-- Exercise description --
Copy every entry below exactly, and keep out the pictures.

-- Task inputs --
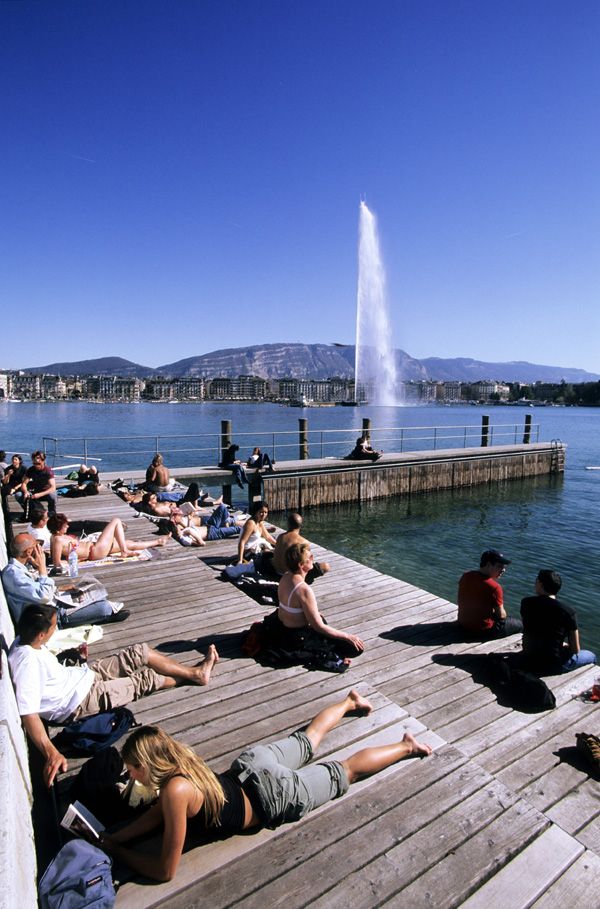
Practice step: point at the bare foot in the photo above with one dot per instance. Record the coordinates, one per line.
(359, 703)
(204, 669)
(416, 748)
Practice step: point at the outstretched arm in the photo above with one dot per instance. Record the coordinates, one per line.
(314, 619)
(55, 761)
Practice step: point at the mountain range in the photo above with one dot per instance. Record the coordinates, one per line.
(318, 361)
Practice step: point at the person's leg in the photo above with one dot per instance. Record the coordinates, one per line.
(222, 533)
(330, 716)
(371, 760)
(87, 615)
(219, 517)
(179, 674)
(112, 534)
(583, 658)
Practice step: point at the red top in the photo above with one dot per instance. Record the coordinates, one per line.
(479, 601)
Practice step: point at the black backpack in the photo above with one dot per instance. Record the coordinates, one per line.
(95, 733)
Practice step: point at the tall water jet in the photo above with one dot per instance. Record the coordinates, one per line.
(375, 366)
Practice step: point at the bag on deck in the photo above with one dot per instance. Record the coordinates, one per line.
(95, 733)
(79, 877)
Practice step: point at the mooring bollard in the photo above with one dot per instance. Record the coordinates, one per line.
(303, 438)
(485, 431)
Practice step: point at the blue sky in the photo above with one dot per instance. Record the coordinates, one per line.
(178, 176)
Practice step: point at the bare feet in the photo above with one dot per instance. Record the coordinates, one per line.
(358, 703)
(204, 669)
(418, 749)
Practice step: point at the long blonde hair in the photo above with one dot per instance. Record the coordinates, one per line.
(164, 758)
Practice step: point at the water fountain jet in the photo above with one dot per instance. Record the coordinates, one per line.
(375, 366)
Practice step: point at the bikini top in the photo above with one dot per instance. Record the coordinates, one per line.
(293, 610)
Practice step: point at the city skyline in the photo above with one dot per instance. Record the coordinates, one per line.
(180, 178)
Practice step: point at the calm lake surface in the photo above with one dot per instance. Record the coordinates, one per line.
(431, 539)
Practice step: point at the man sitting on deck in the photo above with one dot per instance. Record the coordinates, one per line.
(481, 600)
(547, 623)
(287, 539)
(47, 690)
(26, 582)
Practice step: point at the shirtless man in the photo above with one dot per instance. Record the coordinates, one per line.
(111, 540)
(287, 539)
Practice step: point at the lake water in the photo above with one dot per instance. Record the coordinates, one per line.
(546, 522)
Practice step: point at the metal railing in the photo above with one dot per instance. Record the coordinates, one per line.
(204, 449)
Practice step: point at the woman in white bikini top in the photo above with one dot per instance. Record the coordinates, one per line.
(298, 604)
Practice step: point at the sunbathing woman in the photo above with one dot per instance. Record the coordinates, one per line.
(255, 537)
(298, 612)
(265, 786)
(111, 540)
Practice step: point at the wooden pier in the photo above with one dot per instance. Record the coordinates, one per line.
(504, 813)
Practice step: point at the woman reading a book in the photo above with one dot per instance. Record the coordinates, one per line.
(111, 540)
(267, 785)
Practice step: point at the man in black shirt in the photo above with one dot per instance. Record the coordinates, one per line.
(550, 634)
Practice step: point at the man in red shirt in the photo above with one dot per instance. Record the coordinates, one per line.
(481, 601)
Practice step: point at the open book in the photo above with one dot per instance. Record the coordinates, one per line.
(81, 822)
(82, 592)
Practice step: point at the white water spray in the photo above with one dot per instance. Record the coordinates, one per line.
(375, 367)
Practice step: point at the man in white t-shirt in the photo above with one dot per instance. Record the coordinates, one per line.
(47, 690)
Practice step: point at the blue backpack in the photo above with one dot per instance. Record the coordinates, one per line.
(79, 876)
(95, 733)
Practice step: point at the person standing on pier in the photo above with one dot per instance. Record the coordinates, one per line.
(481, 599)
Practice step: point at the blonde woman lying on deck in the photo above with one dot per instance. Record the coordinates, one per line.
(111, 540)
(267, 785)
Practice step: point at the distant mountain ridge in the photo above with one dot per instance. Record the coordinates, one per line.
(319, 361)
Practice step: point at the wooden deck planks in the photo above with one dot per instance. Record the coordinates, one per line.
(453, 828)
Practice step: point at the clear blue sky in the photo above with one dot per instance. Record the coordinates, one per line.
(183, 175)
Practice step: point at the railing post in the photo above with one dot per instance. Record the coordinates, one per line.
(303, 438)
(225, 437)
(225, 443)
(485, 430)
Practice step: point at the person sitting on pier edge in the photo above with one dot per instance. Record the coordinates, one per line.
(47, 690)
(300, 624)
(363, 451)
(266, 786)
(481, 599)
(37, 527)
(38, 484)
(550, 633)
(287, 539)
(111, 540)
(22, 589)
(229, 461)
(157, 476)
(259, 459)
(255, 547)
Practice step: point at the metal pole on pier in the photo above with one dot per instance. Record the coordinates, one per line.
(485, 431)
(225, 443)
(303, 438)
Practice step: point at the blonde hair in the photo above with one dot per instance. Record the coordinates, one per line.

-- Answer for this exercise --
Practice step: point at the bare foot in the photo above with one dot per instance. Record the coordinates, one per line.
(359, 703)
(204, 669)
(416, 748)
Practice step: point at the outstretched arm in the photo above with one dot per instance. Record the coordinates, one per line.
(314, 619)
(55, 761)
Practice step: point at the mountain range in the photo above with one dot per instance. Record the coordinates, one per line.
(318, 361)
Practice step: point at the person's leg in the photo above with one dot per instance. Record the coordinates, one per line.
(222, 533)
(330, 716)
(371, 760)
(87, 615)
(219, 517)
(179, 674)
(112, 534)
(583, 658)
Practice step: point at the red top in the photo above with one dot per instance. Record the coordinates, one per line.
(479, 601)
Practice step: point at the black backpack in the photo above with one dot per instance. Record the coordinates, one per line.
(95, 733)
Practice step: point at the tall water jet in the photo above with one dot per instance. Record the coordinates, one per line.
(375, 366)
Practice step: point at the bag on deck in the photo above with one dot per instance. Record the coordinates, one per line.
(95, 733)
(79, 877)
Practice step: point at the mooring bollard in the photo above with one dot per instance. Record the coordinates, one per line.
(303, 438)
(485, 431)
Practice step: point at the blue sky in the photo above with one dot per instance. Record the coordinates, one per line.
(178, 176)
Practice step: point at the bare feet in the photo above with one dot per instance. Record the coordinates, one per line.
(358, 703)
(204, 669)
(418, 749)
Practice step: point at the long blonde hair in the photo above with one dot per instance. Record the coordinates, one per line.
(164, 758)
Practice step: point at the water fountain jet in the photo above with one dot per instance. Record the coordinates, one per line.
(375, 366)
Practice step: point at the bikini top in the photo above with one dot per instance. Record the coordinates, one per line.
(293, 610)
Practice step: point at the city skyline in the photo above with one dot per instance. Record the coordinates, one per line.
(180, 178)
Practice step: point at the calm lake surface in the photo above with one dot per instance. Record the coordinates, one per line.
(431, 539)
Practice step: point at the man sitting on deck in the photo above with one dot per instance. Record the coordinates, one per line.
(481, 600)
(547, 623)
(287, 539)
(47, 690)
(26, 582)
Practice step: point at the shirtless man in the photo above with one dot per instance. Record the coordinates, one per line.
(111, 540)
(287, 539)
Practice step: point at the lake water in the photo above with one dot per instance. Record the coordinates, one per line.
(546, 522)
Practice step: point at the metal railing in the photo above with one dot per instance. Record the coordinates, one per line.
(204, 449)
Practice step: point at the woman in white bikini top in the photo above with one dot per instance. Record the coordinates, one per line.
(298, 604)
Practice step: point at the sunbathing woman in the photo above with one dot per instance. Record the coordinates, one per line.
(255, 537)
(298, 612)
(265, 786)
(111, 540)
Practice step: point at the wooden pier in the photo above with one dot per instance. Record the coordinates, one per line.
(504, 813)
Practice step: point at the woman reading a book in the photo above with one dot per instance. Record the coordinates, one per line.
(111, 540)
(267, 785)
Practice step: point at the man in black shirt in the photo above with one dot per instance. Record the coordinates, one per line.
(550, 634)
Practice step: point at the man in red shirt in the photo above with one dot per instance. Record the coordinates, one per line.
(481, 601)
Practice step: point at the open book in the photo above with one dot per instance. Record the coordinates, one per line.
(81, 822)
(82, 592)
Practice step: point at the white water spray in the photo above with one dot per instance. Record the coordinates, one per line.
(375, 367)
Practice step: point at the man in white t-shirt in the photo above with one dot per instance. Record the coordinates, one per line.
(47, 690)
Practice step: point at the blue backpack in the photo above with one dot per instance. Record the coordinates, one per line.
(79, 876)
(95, 733)
Practice step: point at the person standing on pier in the photo above with one dot per instance. Record the coordinates, one per line.
(481, 599)
Practice step: point at the blonde woman lying on deck in the photo above with one dot per instance. Record the coordinates, one per line.
(111, 540)
(267, 785)
Practice step: point at the distant mountain ridge in the photo above with one dot per instance. Record the coordinates, one per line.
(319, 361)
Practice step: point at the wooden deck planks in the photo above with one dot per instance. Record the coordinates, one per line.
(453, 828)
Practice step: point at the clear blue sky in the photo above with one dot per instance. Record the coordinates, one per line.
(183, 175)
Practice step: point at the railing post in the photo above with one dot per instance. Record the coordinates, one per line.
(303, 438)
(225, 437)
(225, 443)
(485, 430)
Practice step: point at the person sitting on pier edge in the photo above with one dot per instance. Record the coordinates, one per line.
(47, 690)
(300, 624)
(363, 451)
(266, 786)
(481, 599)
(37, 527)
(38, 484)
(550, 633)
(287, 539)
(111, 540)
(22, 589)
(229, 461)
(157, 476)
(259, 459)
(255, 547)
Practice step: point at the metal pole on pier in the photo above with one dot per instance. Record the coordinates, one per line.
(485, 431)
(225, 443)
(303, 438)
Practice step: point at the blonde hair in the photo above with one dot per instance. Record the coordinates, one per line.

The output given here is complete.